Filter the material below, copying every line that contains the string "jacket". Case counts when matching.

* [MATERIALS PROVIDED]:

# # # # #

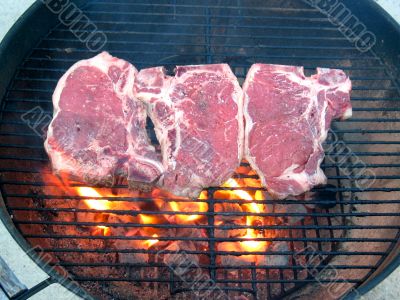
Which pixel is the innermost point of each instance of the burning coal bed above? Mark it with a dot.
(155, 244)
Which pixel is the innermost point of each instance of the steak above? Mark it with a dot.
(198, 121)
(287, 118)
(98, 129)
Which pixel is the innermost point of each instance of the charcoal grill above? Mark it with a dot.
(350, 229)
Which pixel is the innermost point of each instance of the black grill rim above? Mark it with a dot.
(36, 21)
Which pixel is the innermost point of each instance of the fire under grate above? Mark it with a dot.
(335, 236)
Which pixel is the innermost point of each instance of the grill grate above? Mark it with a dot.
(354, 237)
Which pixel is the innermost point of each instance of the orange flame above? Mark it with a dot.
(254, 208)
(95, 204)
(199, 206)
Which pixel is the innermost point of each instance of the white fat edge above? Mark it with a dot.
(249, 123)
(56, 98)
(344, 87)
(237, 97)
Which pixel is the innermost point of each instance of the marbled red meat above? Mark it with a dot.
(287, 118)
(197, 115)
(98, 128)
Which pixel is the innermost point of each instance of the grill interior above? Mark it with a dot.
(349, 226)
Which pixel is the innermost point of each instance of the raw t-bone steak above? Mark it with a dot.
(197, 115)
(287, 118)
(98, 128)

# # # # #

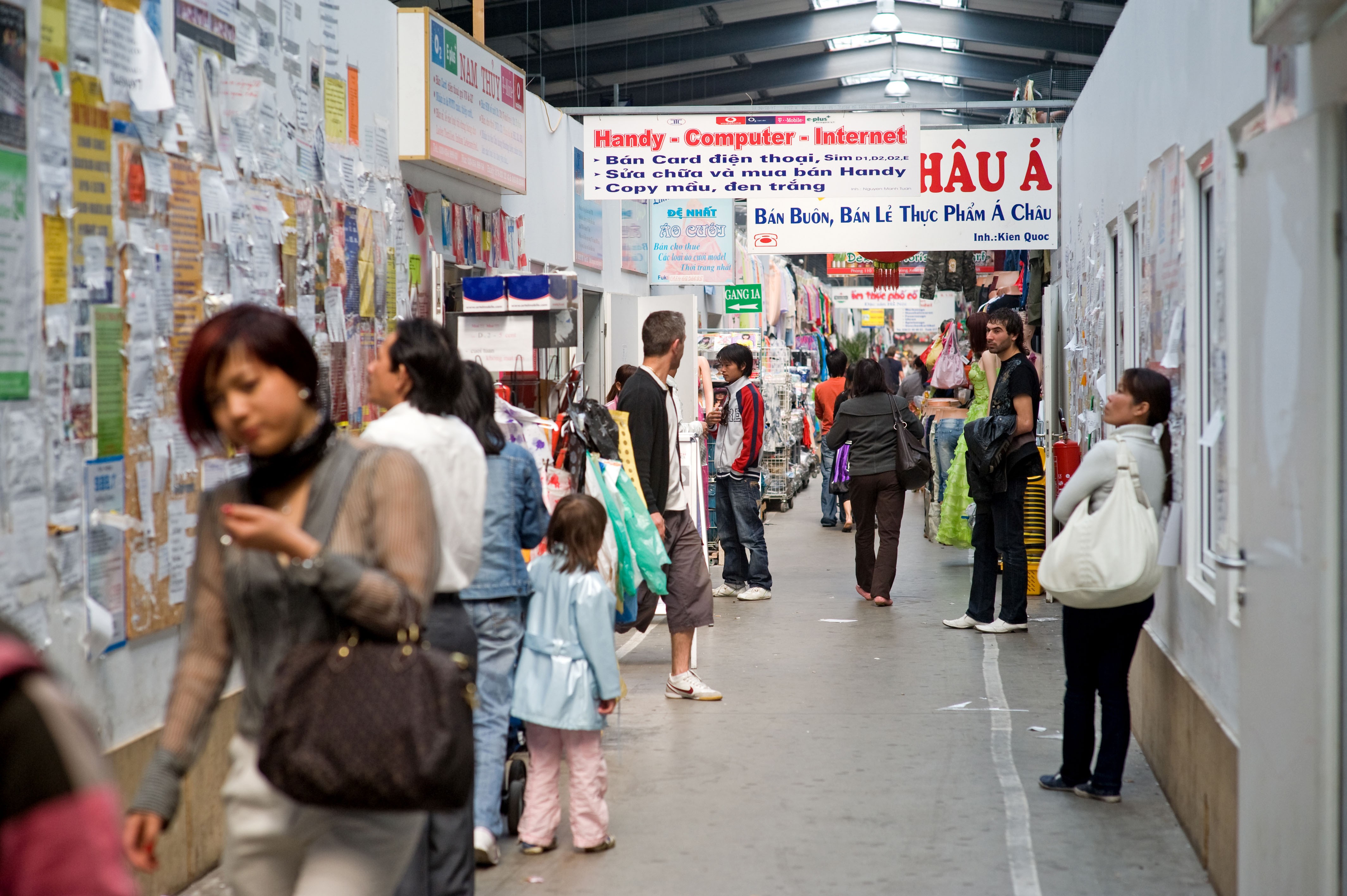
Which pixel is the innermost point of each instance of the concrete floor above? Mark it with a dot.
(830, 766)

# # # # #

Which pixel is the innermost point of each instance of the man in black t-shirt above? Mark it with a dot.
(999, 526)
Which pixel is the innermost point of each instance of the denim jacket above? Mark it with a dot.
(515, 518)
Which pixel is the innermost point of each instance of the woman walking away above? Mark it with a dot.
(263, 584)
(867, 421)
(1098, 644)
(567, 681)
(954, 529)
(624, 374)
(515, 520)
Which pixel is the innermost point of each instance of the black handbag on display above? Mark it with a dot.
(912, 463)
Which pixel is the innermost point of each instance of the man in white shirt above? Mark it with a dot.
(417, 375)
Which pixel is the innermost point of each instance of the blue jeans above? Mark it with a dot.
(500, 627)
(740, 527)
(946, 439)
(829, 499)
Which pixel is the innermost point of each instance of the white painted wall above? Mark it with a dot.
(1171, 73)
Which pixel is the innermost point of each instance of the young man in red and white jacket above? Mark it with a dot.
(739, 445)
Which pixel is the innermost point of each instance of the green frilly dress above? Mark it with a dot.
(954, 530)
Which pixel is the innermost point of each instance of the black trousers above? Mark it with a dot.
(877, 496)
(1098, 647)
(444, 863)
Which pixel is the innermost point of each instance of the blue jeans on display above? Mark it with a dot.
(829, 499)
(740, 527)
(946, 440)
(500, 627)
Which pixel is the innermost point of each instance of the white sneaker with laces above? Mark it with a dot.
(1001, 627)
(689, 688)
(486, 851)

# # # # #

* [COMPLETE RESPONSE]:
Which pixel is the innermost point of each instance of the denim jacket above? Mark it with a dot.
Which pixel is the innermost point of each instance of the young man in red and white jacket above? Mark it with a dot.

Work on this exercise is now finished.